** begin Data shown **

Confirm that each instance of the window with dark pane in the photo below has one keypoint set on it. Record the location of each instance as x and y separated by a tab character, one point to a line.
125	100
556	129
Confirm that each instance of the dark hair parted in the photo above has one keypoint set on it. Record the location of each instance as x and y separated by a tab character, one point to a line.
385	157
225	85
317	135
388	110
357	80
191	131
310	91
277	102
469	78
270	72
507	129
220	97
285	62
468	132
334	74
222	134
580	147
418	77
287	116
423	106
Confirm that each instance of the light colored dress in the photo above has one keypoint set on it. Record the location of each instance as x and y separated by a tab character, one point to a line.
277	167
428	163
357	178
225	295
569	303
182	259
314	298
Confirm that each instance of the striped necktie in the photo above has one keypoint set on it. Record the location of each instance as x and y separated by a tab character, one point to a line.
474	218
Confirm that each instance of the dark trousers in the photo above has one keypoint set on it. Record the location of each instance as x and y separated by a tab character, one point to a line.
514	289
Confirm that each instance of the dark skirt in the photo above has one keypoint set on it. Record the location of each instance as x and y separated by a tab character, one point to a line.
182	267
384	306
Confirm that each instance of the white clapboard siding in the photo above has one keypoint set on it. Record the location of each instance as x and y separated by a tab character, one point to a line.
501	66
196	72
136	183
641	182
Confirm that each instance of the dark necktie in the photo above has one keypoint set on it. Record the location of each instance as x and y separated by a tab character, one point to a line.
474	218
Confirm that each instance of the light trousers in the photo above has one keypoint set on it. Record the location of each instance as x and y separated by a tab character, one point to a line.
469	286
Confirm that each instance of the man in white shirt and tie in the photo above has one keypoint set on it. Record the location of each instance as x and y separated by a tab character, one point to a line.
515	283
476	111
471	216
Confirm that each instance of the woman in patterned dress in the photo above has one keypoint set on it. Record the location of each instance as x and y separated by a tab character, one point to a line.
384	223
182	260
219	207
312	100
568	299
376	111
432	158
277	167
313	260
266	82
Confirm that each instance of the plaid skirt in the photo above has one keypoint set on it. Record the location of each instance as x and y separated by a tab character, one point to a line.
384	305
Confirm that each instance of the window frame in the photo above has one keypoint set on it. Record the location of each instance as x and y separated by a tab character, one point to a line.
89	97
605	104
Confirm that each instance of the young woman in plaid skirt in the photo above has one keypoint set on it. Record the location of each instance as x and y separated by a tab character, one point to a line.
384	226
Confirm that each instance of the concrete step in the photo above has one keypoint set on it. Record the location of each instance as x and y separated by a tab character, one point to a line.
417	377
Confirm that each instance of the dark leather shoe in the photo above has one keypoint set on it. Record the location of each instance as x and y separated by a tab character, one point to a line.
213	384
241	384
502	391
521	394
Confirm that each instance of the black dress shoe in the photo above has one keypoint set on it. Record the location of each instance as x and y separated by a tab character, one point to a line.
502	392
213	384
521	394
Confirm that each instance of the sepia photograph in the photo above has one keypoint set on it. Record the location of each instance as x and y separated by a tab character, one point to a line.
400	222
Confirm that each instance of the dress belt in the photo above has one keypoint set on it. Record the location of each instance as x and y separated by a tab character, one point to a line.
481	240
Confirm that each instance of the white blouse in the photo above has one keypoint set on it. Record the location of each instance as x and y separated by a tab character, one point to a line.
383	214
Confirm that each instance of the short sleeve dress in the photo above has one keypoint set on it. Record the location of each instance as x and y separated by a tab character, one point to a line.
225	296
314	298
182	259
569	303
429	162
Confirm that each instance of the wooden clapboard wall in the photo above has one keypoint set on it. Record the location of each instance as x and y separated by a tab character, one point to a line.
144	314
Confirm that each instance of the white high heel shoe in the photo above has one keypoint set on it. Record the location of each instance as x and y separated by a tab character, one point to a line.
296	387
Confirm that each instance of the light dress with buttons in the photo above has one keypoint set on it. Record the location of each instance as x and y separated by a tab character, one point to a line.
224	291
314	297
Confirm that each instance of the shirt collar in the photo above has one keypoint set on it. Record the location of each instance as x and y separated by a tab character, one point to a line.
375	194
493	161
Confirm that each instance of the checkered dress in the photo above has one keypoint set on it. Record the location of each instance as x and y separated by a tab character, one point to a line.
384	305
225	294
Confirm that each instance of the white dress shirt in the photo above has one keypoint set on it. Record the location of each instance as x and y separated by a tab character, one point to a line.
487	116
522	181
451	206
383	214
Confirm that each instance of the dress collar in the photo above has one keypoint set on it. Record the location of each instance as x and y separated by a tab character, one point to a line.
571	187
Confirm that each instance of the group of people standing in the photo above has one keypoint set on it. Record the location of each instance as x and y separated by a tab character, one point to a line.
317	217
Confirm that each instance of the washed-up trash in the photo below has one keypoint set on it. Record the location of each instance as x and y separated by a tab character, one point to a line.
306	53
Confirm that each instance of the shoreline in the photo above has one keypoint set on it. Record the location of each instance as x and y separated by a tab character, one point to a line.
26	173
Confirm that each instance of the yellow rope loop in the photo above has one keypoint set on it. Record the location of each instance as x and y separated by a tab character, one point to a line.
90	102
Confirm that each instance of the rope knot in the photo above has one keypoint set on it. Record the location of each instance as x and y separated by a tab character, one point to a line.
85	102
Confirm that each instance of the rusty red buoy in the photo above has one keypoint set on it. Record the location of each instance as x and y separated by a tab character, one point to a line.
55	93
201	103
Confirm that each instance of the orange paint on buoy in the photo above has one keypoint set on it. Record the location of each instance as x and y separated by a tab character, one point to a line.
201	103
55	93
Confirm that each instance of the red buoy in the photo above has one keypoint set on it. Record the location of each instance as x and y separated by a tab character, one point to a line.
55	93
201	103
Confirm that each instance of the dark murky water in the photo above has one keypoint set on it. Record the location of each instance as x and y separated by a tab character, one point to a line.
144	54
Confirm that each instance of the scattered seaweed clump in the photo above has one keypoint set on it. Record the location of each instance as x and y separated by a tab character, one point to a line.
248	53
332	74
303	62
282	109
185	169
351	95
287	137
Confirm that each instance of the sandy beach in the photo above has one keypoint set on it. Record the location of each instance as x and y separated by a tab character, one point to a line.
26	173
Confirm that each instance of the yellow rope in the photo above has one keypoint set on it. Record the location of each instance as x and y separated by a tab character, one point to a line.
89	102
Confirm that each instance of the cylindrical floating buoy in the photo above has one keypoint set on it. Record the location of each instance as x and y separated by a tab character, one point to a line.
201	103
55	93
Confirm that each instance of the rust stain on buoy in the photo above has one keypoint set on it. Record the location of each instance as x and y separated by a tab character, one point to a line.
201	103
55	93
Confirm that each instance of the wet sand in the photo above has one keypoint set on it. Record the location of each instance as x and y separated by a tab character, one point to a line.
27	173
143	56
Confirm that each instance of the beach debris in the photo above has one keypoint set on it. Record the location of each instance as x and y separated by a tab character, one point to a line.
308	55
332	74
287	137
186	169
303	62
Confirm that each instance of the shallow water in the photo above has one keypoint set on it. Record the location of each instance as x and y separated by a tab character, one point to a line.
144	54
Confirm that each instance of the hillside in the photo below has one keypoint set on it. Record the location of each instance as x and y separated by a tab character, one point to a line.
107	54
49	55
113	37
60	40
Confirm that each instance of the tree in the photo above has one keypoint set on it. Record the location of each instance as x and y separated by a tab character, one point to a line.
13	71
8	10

** end Data shown **

→ **Stated task**: Copy all of the rows above word for word, with no changes.

→ **Task answer**:
Confirm that each instance of the window with dark pane in the photo below has one keypoint set on it. Record the location of each instance as x and y separated by a tab character, one point to a line.
125	100
556	129
Confirm that each instance of the dark hair parted in the photo above has one keypoint set on it. Record the location of each instance as x and y separated by a tab character, one point to a line.
385	157
225	85
317	135
388	110
357	80
191	131
310	91
277	102
469	78
270	72
507	129
220	97
285	62
468	132
334	74
222	134
580	147
418	77
287	116
423	106
Confirm that each instance of the light colored dress in the photo above has one keypoint set on it. Record the location of each instance as x and y separated by a tab character, one point to a line.
277	167
428	163
357	178
225	295
569	303
182	259
314	298
Confirm that each instance of the striped necktie in the photo above has one keypoint set on it. Record the location of each instance as x and y separated by a tab character, one point to a line.
474	218
Confirm that each instance of the dark trousers in the photo above has one keypoint set on it. Record the location of each instance as x and y separated by a tab character, one point to a line.
514	289
Confirm that each instance of the dark skirt in the photo above has one keypoint set on it. Record the location of each instance as x and y separated by a tab character, one point to a line.
182	267
384	306
Confirm that each instance of the white clapboard siding in the photo above has one keypoint set on it. Record the location of each instance as x and y separated by a tab character, one point to a line.
501	66
196	72
136	183
641	182
Confirm that each instance of the dark necktie in the photo above has one keypoint set on it. Record the location of each instance as x and y separated by a tab character, one point to a line.
474	218
Confirm that each instance of the light trousers in the photo above has one keypoint set on it. Record the location of each instance as x and y separated by a tab character, one point to a line.
469	286
Confirm that each instance of the man in white shirt and tie in the photo above has one keypoint set on it. Record the location of each instance as x and y separated by a tab character, one point to a line.
515	283
476	111
471	216
Confirm that each instance of the woman in patterned dress in the photo above has one keypoint set on it. Record the location of each instance as x and y separated by a tab character, one point to a line.
384	223
182	260
219	207
312	100
568	299
376	111
432	158
277	167
313	260
266	82
Confirm that each instance of the plaid skirt in the photo above has one keypoint set on it. Record the location of each instance as x and y separated by a tab character, one point to a line.
384	305
Confirm that each instance of the window frame in the photo above has one keypoint set on it. Record the location of each instance as x and y separated by a tab character, one point to a line.
89	97
605	104
Confirm that each instance of the young woman in plaid skirt in the photo above has one keypoint set on it. Record the location of each instance as x and y separated by a tab character, one point to a line.
384	226
Confirm that each instance of the concrete step in the photo above has one keypoint set on it. Record the location of each instance as x and y separated by a tab character, one point to a line.
417	377
Confirm that each instance of the dark leather shoe in the photo above has one keypoint set on it. Record the location of each instance as x and y separated by a tab character, one point to a line.
213	384
241	384
502	391
521	394
Confirm that each instance of the black dress shoe in the photo above has one keypoint set on it. Record the location of each instance as x and y separated by a tab character, one point to a line.
502	392
213	384
521	394
Confirm that each instance of the sepia photograph in the photo above has one keypoint set on it. Record the location of each instance as x and y separated by a tab character, one point to a line.
400	222
Confirm that each instance of the dress belt in the photo above has one keypoint set on it. Record the location of each instance as x and y separated by a tab character, one point to a line.
481	240
Confirm that each instance of the white blouse in the photo above has one keypoint set on it. Record the location of each instance as x and y separated by a tab character, one point to a line.
383	214
Confirm that each instance of the short sleeve dress in the photo above has one keypoint set on it. Record the location of each instance as x and y separated by a tab character, one point to a line.
225	296
314	298
182	259
569	303
429	162
Confirm that each instance of the wooden clapboard wall in the photo above has one keypoint set on it. Record the location of each instance as x and y separated by a tab character, one point to a line.
144	314
Confirm that each instance of the white high heel shoe in the photo above has one keypoint set on it. Record the location of each instance as x and y separated by a tab character, one point to a line.
296	387
Confirm that each instance of the light dress with buttons in the photo above has one keypoint set on it. Record the location of each instance as x and y separated by a tab character, one point to a line.
224	291
314	297
Confirm that each instance of the shirt collar in the photo above has one keypoint set on it. Record the location of each instance as x and y separated by a tab character, one point to a line.
375	194
493	161
Confirm that each instance of the checkered dress in the photo above has one keypoint set on it. Record the location of each instance as x and y separated by a tab character, one point to a line.
384	305
225	294
Confirm that each instance of the white dress shirt in the photo above has one keypoint set on it. Record the location of each instance as x and y separated by a tab character, one point to a line.
487	116
522	181
451	206
383	214
Confirm that each instance of the dress collar in the photo above has one keypoint set on it. Record the location of each instance as x and y separated by a tab character, one point to a line.
571	187
Confirm that each instance of the group of people standing in the photo above has one keypoint set on it. Record the location of each instance as x and y separated by a tab character, one point to a line.
317	217
Confirm that each instance of the washed-up trash in the photo below has one keypoint set on it. Record the location of each instance as x and y separated by a tab character, one point to a line.
306	53
Confirm that each instance of the shoreline in the photo above has one keypoint set on it. Record the location of each instance as x and y separated by a tab character, one point to a line.
26	173
Confirm that each instance of the yellow rope loop in the photo above has one keypoint set on it. Record the location of each instance as x and y separated by a tab character, one point to a line.
90	102
Confirm that each instance of the rope knot in the photo above has one keypoint set on it. Record the location of each instance as x and y separated by a tab character, one point to a line.
85	102
Confirm that each instance of the rusty red buoy in the photo above has one keypoint set on it. Record the location of each instance as x and y separated by a tab character, one point to a line.
55	93
201	103
Confirm that each instance of the orange paint on buoy in the photo above has one keypoint set on it. Record the location of each instance as x and y separated by a tab character, one point to a line.
201	103
55	93
Confirm that each instance of the red buoy in the photo above has one keypoint set on it. Record the location of each instance as x and y separated by a tab character, one point to a line.
55	93
201	103
Confirm that each instance of the dark murky water in the photo above has one keypoint set on it. Record the location of each instance as x and y separated by a tab character, one point to a line.
144	54
Confirm that each instance of the scattered seaweed clump in the photo above has one keypoint set on it. Record the location of each instance as x and y separated by a tab character, one point to a line.
248	53
332	74
303	62
282	109
185	169
351	95
287	137
Confirm that each instance of the sandy beach in the photo above has one keypoint set on it. Record the location of each instance as x and y separated by a tab character, one point to a line.
26	173
Confirm that each instance of the yellow rope in the photo above has one keypoint set on it. Record the location of each instance as x and y separated by a tab character, one point to a line.
89	102
Confirm that each instance of the cylindrical floating buoy in the photo above has one keypoint set on it. Record the location of each instance as x and y separated by a tab character, one point to a line.
201	103
55	93
Confirm that each instance of the rust stain on buoy in the photo above has one keypoint set on it. Record the location of each instance as x and y separated by a tab character, one point to a line.
201	103
55	93
Confirm that each instance of the wet sand in the photo above has one keypoint set on it. Record the location of each instance as x and y separated by a tab character, one point to a line.
27	173
143	56
Confirm that each instance of the beach debris in the photo above has one keypoint set on it. Record the location of each instance as x and y separated by a tab character, one point to a line.
308	55
332	74
287	137
186	169
303	62
Confirm that each instance of the shallow water in the photo above has one keypoint set on it. Record the location of each instance as x and y separated by a tab character, one point to a line.
144	54
Confirm that each instance of the hillside in the photo below has one keypoint set on it. Record the location of each instance as x and y separated by a tab character, one point to a line.
107	54
49	55
113	37
60	40
Confirm that each instance of the tree in the photo above has one keypoint set on it. Record the location of each instance as x and y separated by a tab character, one point to a line.
13	71
8	10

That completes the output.